CHALLENGE: Take the line with "Task: for the roadway count, mark the sky" and every line after it, through the end of the listing, and give them again exactly, pictures excluded.

DATASET RECORDS:

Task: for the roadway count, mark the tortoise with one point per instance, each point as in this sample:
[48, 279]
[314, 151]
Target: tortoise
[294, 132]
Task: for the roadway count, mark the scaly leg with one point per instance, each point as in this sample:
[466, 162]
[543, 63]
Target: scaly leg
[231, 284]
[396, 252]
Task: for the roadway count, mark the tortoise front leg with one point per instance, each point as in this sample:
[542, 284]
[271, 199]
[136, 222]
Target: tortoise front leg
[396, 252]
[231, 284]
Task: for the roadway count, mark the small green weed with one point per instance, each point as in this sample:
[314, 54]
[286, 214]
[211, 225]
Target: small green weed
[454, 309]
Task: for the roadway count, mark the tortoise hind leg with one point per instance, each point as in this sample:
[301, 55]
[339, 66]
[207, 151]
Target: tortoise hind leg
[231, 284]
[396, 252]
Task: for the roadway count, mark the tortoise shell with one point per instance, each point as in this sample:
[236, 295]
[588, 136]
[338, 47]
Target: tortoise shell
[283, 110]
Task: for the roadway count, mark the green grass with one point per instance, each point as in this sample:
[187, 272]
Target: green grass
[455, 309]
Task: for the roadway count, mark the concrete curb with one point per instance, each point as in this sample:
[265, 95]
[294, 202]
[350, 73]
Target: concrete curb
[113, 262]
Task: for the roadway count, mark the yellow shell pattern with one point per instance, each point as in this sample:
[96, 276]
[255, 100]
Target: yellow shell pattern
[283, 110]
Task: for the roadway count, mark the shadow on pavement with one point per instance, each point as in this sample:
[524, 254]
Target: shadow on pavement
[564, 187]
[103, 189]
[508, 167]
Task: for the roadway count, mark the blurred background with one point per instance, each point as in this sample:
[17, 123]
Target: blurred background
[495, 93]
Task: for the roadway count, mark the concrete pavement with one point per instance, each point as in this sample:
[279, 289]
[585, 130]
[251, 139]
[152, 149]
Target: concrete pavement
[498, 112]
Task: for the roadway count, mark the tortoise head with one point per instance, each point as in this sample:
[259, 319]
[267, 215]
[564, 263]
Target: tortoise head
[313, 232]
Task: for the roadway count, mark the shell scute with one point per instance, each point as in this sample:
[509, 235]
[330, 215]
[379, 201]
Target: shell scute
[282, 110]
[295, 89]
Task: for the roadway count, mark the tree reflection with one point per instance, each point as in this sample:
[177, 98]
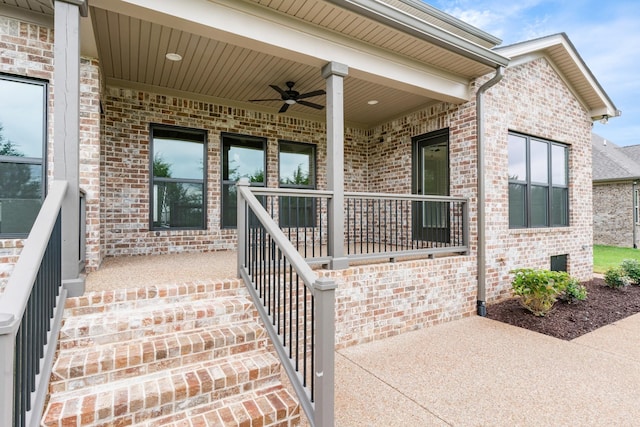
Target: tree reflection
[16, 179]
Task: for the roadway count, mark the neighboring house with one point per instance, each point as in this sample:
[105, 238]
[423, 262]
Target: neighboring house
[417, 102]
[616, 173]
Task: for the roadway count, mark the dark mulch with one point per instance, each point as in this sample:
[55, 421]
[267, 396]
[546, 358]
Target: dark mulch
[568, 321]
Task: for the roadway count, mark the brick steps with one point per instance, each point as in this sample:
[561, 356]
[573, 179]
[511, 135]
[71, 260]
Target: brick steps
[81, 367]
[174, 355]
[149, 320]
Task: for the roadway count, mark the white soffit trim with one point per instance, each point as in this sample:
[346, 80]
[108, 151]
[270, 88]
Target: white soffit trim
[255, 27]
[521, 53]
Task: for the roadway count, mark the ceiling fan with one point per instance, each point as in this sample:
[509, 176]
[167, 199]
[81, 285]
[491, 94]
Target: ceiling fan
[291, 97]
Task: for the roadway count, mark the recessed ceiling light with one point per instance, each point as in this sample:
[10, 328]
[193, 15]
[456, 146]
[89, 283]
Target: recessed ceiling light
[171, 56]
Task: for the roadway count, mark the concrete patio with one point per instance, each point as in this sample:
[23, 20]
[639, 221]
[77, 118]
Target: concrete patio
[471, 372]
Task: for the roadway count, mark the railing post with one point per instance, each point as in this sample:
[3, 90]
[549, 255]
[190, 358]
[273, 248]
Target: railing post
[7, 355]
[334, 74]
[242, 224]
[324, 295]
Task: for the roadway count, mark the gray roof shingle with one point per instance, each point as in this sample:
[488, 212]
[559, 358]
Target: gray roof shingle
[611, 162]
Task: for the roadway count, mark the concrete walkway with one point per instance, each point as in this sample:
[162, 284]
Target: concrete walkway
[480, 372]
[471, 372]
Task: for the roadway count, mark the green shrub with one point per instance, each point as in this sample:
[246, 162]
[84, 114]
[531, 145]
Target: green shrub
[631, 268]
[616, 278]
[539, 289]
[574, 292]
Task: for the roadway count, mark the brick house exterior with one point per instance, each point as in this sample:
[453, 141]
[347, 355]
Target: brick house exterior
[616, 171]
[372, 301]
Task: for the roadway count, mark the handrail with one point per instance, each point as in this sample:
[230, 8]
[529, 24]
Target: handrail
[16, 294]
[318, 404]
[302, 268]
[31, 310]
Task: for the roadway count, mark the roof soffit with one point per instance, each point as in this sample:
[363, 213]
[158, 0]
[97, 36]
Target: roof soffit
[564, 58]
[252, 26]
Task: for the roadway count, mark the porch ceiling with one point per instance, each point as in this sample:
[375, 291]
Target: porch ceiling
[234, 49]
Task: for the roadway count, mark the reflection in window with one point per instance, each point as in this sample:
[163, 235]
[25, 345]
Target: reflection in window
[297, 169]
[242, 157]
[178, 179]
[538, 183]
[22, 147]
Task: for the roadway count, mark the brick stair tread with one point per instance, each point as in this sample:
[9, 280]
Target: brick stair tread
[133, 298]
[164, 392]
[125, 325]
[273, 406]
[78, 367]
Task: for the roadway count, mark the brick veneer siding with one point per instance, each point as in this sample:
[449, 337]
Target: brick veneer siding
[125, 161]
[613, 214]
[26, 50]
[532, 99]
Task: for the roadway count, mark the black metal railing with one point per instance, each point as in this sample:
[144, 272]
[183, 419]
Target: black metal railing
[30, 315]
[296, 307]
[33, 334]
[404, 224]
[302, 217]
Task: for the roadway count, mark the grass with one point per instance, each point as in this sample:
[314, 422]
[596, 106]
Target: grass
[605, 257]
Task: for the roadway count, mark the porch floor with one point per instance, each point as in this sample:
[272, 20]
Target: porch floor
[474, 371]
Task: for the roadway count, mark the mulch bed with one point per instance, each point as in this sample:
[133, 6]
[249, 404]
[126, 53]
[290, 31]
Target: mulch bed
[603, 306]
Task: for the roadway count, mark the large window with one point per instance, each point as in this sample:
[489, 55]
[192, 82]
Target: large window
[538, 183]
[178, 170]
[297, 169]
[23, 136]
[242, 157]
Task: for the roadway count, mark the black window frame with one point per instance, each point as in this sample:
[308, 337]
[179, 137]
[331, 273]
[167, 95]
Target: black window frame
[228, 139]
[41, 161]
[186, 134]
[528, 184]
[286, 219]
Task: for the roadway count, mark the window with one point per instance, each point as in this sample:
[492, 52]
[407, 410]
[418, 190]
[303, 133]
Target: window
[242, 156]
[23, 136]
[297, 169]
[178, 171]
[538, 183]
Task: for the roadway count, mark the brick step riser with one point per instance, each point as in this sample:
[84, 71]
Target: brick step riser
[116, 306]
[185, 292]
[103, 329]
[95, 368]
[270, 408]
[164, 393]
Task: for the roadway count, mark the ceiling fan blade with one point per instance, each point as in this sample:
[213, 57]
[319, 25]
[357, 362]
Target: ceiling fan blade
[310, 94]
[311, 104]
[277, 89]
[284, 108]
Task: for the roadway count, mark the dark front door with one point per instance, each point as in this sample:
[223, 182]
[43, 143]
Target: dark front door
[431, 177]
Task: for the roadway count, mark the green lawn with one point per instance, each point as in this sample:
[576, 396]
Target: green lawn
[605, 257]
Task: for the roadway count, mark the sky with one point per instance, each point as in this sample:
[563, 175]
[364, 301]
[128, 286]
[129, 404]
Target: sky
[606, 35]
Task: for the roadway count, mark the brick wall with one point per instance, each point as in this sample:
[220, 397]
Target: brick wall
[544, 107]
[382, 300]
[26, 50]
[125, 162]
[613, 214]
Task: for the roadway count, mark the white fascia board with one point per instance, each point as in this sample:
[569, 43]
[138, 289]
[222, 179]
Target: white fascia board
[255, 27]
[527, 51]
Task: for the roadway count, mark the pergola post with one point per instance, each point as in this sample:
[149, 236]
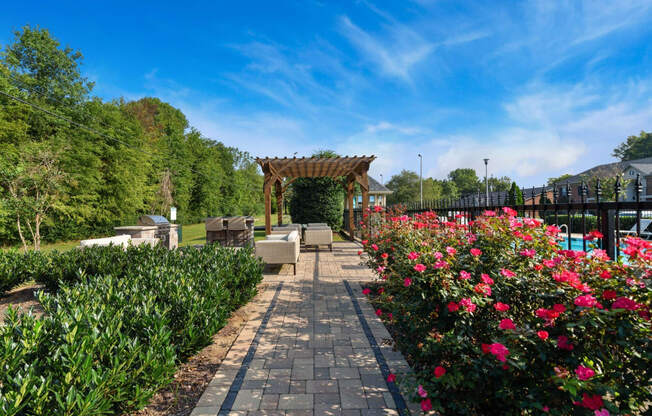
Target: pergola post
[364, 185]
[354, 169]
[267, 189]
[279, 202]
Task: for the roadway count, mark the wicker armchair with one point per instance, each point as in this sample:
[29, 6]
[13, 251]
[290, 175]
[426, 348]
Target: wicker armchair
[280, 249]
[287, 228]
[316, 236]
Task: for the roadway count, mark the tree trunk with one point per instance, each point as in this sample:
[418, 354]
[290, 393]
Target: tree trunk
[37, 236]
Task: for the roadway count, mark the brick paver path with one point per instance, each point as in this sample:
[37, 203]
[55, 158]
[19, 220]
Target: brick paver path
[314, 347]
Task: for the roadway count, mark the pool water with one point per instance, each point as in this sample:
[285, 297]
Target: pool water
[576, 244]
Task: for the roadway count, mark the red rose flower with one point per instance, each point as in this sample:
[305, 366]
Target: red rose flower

THE SOLUTION:
Task: for the roadway count, mark the sky with one point per instance, each point as in this sample:
[563, 175]
[364, 301]
[128, 286]
[129, 404]
Target: sky
[606, 35]
Task: for the roadway count, mark the brick wall with one point per instance, each point as in this sample:
[220, 397]
Target: brick wall
[544, 107]
[382, 300]
[26, 50]
[125, 162]
[613, 214]
Task: for the roadway count, mark the white fascia board with one point per instance, each point as in this sample:
[569, 43]
[138, 289]
[222, 179]
Target: white fascia board
[255, 27]
[527, 51]
Task: for the roadway count, mark the pergola post with one point per instance, each point as in this sample:
[149, 236]
Target: pergola post
[364, 185]
[354, 169]
[267, 189]
[279, 202]
Task: for the roadway count, mark the wicker armchair with one point per instance, each point as in this sample:
[29, 6]
[13, 251]
[290, 175]
[426, 348]
Target: wicker armchair
[280, 249]
[287, 228]
[316, 236]
Task: for the roadway count, mark the tree trunk with one point per instance, each point as in this sample:
[418, 354]
[290, 393]
Target: tree trunk
[37, 236]
Task: for the roadway count, mark the brick paver path with one point per instance, each point as in this sample:
[37, 203]
[55, 158]
[19, 220]
Target: brick paver path
[314, 347]
Task: for the roadway count, mark the pool water with one point per instance, each point as in this sample:
[285, 297]
Target: pool water
[576, 244]
Task: for the roadway count, mark the red rose flower with one point per instance, each point as in this sample:
[305, 366]
Target: red rose flower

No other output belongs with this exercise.